Aufgabenliste »
A – Gib aus dem Artikel über Anforderungs-Management den Abschnitt wortgetreu wieder, der bei „03.07.2008 von Karin Quack“ beginnt und bei „FHS St. Gallen.“ endet.
B – Wandle die Einträge, beginnend am Anfang der Einträge und endend mit der Zeile, die „[30,7,37,11]“ enthält, in eine CSV-Datei mit den zwei Spalten „eingabe“ und „ausgabe“ um, mit einer Zeile je Eintrag. Setze den Text in „eingabe“ und die Antwort in „ausgabe“, jedes Feld in Anführungszeichen und mit Leerzeichen statt Zeilenumbrüchen.

Zitierter Text »
- - -
Studie der FHS St. Gallen legt nahe

Projekte scheitern am Anforderungs-Management

03.07.2008 von Karin Quack
Das Requirements Engineering muss professioneller werden, denn es ist häufig die Ursache für Projektfehlschläge, so die FHS St. Gallen.

Dem "Chaos Report" der Standish Group zufolge haben im vorletzten Jahr 46 Prozent der IT-Vorhaben zumindest teilweise nicht die Wünsche und Anforderungen der Auftraggeber erfüllt. Das dürfte zum großen Teil am mangelhaften Requirements Engineering gelegen haben, versichert Devamani Ott, Projektleiterin an der Fachhochschule (FHS) St. Gallen. Dieser Zusammenhang lasse sich auch durch eine Reihe von Studien belegen.

Besserung ist offenbar nicht in Sicht. Das belegt die brandaktuelle Umfrage des Instituts für Informations- und Prozessmanagement an der FHS. Ihr zufolge ist nur ein Viertel der insgesamt 80 befragten Unternehmen mit seinem Requirements Engineering zufrieden. Aber nur ein Drittel packt das Übel an der Wurzel.

"Es geht auch um Sprach- und Sozialkompetenz", meint Devamani Ott, Projektleiterin an der Fachhochschule St. Gallen.
Foto: FSH St. Gallen

Mit dem Begriff Requirements Engineering können selbst Business-Analysten und Projektleiter in IT und Fachbereichen oft nichts oder wenig anfangen, so Ott, unter deren Leitung die FHS-Studie lief. Auch die deutsche Übersetzung "Anforderungs-Management" habe den Umfrageteilnehmern nicht auf die Sprünge geholfen. Für alle, denen es ebenso ergeht: Requirements Engineering umfasst das Erheben, Dokumentieren, Prüfen und Verwalten der Anforderungen an IT-Lösungen (siehe auch: "Von Beschaffung zu Beratung").

Unterbewertete Disziplin

Als Voraussetzung für erfolgreiche Organisations- und Informatikprojekte sieht der FHS-Professor Rainer Endl das Anforderungs-Management.
Foto: FHS St. Gallen

Welche Rolle das Anforderungs-Management für den Projekterfolg spielt, sei längst bekannt, erinnern die Autoren der Studie. "Systematisches Requirements Engineering ist eine notwendige Voraussetzung für erfolgreiche Organisations- und Informatikprojekte", bestätigt Rainer Endl, Leiter des Instituts für Informations- und Prozessmanagement an der FHS St.Gallen. Trotzdem erfahre das Thema in den Unternehmen längst nicht die nötige Aufmerksamkeit, bemängelt Ott. Im Argen liege vor allem die Professionalisierung dieses Bereichs.
- - -
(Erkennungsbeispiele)
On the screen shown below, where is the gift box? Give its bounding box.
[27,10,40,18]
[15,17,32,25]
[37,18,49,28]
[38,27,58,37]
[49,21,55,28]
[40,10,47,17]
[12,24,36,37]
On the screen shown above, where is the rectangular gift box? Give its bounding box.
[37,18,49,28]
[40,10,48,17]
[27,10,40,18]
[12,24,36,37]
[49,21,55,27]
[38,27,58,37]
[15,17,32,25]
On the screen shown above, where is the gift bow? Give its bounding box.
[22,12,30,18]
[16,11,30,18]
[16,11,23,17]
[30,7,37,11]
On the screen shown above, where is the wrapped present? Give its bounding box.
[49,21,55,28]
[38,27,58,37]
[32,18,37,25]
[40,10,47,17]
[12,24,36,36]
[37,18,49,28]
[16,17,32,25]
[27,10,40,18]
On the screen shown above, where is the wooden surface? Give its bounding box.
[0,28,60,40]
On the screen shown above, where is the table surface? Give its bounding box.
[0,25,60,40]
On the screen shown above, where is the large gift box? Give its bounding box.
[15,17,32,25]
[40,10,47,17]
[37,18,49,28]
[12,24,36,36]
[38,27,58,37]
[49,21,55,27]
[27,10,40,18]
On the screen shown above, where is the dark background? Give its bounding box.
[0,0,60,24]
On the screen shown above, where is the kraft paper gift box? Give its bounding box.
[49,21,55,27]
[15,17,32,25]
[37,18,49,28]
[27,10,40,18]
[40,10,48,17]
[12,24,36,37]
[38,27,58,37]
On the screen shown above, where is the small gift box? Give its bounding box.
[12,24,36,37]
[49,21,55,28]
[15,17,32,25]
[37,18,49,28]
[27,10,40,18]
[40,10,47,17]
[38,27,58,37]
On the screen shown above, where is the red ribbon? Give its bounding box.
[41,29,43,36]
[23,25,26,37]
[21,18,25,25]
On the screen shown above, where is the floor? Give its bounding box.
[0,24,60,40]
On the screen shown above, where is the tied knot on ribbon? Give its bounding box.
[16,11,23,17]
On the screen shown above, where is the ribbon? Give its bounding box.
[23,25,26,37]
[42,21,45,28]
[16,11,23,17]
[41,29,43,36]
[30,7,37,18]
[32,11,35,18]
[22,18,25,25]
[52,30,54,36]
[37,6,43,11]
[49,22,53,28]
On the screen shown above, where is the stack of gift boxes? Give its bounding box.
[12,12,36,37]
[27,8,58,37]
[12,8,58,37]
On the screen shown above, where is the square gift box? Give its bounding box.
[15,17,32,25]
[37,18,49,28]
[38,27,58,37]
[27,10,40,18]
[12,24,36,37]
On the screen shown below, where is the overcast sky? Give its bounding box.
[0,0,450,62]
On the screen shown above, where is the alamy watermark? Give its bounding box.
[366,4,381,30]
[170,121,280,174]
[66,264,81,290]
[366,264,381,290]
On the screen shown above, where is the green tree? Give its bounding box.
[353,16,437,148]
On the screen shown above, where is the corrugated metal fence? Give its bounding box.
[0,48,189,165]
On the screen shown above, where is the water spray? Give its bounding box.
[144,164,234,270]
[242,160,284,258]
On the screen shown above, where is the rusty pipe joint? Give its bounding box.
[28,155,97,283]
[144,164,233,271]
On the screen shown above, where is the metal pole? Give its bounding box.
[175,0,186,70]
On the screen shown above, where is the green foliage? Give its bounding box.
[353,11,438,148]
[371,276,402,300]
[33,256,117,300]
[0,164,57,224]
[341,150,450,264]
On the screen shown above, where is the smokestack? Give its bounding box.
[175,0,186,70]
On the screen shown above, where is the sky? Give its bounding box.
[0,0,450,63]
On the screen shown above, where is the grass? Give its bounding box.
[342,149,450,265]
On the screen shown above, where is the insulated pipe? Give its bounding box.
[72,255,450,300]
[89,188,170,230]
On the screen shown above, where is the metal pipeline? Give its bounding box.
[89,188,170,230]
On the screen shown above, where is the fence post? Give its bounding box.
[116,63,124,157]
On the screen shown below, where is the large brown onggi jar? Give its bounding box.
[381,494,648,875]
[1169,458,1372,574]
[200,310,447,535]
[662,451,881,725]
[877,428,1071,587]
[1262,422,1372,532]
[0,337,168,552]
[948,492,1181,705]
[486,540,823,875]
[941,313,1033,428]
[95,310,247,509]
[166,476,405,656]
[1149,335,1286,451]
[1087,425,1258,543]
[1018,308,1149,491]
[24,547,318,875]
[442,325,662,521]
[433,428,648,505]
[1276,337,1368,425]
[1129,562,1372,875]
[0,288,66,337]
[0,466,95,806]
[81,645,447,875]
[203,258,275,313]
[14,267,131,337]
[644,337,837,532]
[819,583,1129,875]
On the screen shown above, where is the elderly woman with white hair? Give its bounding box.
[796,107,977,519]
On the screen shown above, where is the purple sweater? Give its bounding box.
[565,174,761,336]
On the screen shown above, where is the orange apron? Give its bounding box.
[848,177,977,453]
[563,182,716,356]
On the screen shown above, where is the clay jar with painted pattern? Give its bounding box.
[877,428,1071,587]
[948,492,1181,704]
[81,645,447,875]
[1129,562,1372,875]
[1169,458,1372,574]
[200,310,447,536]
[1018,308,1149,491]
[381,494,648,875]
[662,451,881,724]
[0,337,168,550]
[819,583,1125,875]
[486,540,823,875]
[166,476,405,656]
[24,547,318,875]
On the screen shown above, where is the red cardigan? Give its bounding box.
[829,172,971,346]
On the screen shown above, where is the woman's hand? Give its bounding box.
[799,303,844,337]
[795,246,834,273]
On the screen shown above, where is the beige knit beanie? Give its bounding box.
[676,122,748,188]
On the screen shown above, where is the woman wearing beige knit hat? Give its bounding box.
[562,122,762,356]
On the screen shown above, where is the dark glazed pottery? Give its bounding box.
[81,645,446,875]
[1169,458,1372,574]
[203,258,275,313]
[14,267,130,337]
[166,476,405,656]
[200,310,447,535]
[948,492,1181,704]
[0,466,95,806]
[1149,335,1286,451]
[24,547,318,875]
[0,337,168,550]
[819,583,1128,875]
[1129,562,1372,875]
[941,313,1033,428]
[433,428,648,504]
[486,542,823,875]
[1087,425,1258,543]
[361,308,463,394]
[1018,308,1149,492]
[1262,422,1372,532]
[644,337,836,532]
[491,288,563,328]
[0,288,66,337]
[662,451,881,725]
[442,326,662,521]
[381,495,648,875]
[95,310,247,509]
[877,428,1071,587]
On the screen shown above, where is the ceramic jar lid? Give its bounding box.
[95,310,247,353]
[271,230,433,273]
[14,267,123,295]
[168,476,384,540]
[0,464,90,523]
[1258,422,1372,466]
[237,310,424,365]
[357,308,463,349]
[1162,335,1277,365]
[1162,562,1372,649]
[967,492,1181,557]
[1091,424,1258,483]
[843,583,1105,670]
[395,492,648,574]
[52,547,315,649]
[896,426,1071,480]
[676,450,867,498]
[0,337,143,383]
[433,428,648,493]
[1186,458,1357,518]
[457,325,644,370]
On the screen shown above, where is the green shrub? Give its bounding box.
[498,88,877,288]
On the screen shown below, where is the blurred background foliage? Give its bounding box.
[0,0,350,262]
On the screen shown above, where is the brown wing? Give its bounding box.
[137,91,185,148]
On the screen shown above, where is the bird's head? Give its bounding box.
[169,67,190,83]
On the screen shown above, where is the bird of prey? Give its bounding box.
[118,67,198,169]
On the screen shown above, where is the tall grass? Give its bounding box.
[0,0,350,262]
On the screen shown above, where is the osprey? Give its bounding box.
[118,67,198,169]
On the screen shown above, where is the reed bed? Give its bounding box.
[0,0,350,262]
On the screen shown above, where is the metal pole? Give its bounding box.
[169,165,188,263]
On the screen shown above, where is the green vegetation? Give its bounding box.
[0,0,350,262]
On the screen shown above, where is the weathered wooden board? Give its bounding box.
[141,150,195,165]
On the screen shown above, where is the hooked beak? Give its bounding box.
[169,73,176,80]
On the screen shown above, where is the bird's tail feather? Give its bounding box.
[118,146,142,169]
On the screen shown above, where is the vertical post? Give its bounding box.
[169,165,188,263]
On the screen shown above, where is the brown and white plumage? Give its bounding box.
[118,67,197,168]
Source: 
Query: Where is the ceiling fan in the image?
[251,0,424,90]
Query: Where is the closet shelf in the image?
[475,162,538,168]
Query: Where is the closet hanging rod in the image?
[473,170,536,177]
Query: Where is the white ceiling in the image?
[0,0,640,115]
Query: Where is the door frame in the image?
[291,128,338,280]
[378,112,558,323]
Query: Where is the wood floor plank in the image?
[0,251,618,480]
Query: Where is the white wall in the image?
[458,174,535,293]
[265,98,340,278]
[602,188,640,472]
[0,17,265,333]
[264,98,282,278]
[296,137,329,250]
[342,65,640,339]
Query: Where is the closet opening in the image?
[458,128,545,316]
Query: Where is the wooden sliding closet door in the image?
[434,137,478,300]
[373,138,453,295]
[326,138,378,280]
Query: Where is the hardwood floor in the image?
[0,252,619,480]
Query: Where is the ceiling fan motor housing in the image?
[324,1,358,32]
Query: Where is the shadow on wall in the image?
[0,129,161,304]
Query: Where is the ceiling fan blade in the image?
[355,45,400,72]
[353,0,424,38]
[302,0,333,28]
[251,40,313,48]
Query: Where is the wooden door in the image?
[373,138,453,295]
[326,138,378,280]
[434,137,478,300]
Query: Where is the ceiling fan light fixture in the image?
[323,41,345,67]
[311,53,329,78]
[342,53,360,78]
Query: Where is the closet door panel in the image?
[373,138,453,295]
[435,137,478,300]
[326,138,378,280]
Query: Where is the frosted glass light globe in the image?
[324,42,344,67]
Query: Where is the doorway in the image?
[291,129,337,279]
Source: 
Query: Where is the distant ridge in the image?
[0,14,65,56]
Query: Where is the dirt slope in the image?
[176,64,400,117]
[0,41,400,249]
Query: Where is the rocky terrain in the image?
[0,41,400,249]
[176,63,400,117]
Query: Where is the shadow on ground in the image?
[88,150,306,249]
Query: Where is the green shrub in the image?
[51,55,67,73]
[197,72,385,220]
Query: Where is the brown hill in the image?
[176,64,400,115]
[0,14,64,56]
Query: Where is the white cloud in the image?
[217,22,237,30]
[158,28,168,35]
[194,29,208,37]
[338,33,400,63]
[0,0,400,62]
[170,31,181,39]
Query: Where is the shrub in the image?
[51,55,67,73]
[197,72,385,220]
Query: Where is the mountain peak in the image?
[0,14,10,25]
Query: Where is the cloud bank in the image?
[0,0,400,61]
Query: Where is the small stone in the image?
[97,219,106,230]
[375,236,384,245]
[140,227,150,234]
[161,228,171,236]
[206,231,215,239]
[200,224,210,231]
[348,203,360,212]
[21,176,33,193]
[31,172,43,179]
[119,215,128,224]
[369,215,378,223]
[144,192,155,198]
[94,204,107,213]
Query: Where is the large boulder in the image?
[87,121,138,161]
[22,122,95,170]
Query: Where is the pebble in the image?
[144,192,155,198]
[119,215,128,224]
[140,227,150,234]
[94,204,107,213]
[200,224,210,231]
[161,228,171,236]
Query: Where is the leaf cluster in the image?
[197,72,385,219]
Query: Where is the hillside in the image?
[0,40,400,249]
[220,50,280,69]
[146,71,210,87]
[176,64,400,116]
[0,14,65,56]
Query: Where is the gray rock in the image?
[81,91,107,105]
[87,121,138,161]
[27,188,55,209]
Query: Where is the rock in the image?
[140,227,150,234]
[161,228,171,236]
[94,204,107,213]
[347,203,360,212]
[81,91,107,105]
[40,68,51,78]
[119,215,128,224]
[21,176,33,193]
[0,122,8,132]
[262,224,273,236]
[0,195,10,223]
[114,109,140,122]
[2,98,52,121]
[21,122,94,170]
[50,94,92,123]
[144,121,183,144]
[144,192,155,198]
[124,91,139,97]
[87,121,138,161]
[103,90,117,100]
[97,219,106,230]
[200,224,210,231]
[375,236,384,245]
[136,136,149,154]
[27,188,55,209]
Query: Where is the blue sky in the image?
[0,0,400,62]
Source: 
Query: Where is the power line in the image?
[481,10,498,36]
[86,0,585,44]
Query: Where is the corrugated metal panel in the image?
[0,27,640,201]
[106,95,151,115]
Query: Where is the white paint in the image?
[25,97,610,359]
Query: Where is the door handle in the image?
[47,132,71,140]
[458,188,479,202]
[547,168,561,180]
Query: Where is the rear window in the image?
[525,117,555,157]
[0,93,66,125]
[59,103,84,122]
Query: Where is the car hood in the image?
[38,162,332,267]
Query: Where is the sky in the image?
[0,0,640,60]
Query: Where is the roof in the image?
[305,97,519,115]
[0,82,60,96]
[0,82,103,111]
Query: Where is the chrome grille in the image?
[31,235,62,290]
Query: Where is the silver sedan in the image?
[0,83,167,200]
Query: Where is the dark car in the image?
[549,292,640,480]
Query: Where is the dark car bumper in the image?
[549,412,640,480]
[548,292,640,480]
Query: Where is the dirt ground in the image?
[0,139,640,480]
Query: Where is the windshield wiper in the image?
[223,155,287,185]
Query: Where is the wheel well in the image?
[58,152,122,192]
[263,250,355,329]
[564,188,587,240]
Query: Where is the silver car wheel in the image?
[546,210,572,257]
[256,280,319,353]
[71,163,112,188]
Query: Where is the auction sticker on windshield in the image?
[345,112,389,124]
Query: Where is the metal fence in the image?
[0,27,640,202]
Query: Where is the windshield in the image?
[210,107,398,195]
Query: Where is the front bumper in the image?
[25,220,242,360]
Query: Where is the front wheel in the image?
- - -
Die Antworten »
A –
03.07.2008 von Karin Quack
Das Requirements Engineering muss professioneller werden, denn es ist häufig die Ursache für Projektfehlschläge, so die FHS St. Gallen.

B –
eingabe,ausgabe
"On the screen shown below, where is the gift box? Give its bounding box.","[27,10,40,18] [15,17,32,25] [37,18,49,28] [38,27,58,37] [49,21,55,28] [40,10,47,17] [12,24,36,37]"
"On the screen shown above, where is the rectangular gift box? Give its bounding box.","[37,18,49,28] [40,10,48,17] [27,10,40,18] [12,24,36,37] [49,21,55,27] [38,27,58,37] [15,17,32,25]"
"On the screen shown above, where is the gift bow? Give its bounding box.","[22,12,30,18] [16,11,30,18] [16,11,23,17] [30,7,37,11]"